What lines of the data below include the word "stadium"? Report them by copying each.

● ● ● ●

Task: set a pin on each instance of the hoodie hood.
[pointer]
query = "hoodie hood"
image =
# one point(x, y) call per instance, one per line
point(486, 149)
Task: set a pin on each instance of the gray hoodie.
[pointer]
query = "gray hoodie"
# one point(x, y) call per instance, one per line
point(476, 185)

● ● ● ●

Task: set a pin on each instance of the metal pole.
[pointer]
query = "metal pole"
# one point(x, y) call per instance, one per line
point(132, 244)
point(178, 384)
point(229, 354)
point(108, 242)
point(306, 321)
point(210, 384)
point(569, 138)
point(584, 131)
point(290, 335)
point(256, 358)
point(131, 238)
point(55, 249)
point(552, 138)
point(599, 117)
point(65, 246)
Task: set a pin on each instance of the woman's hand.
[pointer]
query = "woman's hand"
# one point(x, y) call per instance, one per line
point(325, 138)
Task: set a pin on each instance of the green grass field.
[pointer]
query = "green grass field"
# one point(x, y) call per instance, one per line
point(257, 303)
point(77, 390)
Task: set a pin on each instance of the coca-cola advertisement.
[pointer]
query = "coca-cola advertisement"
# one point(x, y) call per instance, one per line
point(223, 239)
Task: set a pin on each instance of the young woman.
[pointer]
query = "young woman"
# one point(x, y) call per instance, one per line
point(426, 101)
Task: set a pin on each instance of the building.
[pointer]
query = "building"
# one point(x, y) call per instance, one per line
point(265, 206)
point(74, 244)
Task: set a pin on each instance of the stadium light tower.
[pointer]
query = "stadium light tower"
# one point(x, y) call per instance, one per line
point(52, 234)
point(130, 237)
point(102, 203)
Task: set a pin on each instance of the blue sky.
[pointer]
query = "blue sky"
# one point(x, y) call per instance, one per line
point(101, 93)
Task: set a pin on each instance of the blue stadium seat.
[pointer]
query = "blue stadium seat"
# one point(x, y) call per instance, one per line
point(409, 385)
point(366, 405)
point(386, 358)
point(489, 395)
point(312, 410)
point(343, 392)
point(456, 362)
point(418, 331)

● ● ● ●

• Finished exercise
Task: set a pin on each instance of the stadium light tower.
query = "stadium light tower"
Task: set a pin on each instance of the blue stadium seat.
query = "blue stadium seat"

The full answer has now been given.